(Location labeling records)
※ ※ ※

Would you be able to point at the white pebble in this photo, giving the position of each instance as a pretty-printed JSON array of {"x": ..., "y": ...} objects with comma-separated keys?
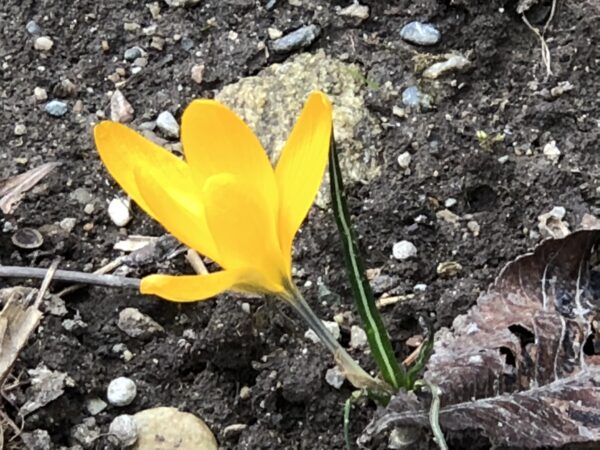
[
  {"x": 119, "y": 212},
  {"x": 40, "y": 94},
  {"x": 121, "y": 391},
  {"x": 167, "y": 124},
  {"x": 43, "y": 43},
  {"x": 358, "y": 337},
  {"x": 334, "y": 377},
  {"x": 552, "y": 152},
  {"x": 333, "y": 328},
  {"x": 403, "y": 250},
  {"x": 404, "y": 160},
  {"x": 124, "y": 429}
]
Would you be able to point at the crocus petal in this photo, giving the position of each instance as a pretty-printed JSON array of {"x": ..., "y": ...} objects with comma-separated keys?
[
  {"x": 123, "y": 151},
  {"x": 215, "y": 140},
  {"x": 300, "y": 168},
  {"x": 244, "y": 231},
  {"x": 191, "y": 288},
  {"x": 180, "y": 211}
]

※ ※ ※

● **GIVEN REQUEST**: Rescale all the entries above by reproducing every line, requests included, with each x and y coordinate in the answers multiplied by 1.4 and rounded to the nearest whole number, halves rounding up. Omit the pictures from your output.

● **FULL ANSWER**:
Would you be able to point at the white pebble in this photo, giving the position of each instance as a pretty-printed JSON array of {"x": ..., "y": ...} objects with comma-separated keys?
[
  {"x": 167, "y": 297},
  {"x": 56, "y": 132},
  {"x": 169, "y": 547},
  {"x": 234, "y": 174},
  {"x": 60, "y": 60},
  {"x": 501, "y": 472},
  {"x": 468, "y": 528},
  {"x": 773, "y": 213},
  {"x": 466, "y": 459},
  {"x": 564, "y": 350},
  {"x": 566, "y": 224},
  {"x": 174, "y": 601}
]
Would you be able to point at the crocus petal in this photo, giving the position of each instance as a pretty-printed JSON array of {"x": ..., "y": ...} objects with comma-separated keys?
[
  {"x": 172, "y": 211},
  {"x": 301, "y": 196},
  {"x": 420, "y": 235},
  {"x": 342, "y": 323},
  {"x": 267, "y": 403},
  {"x": 252, "y": 295}
]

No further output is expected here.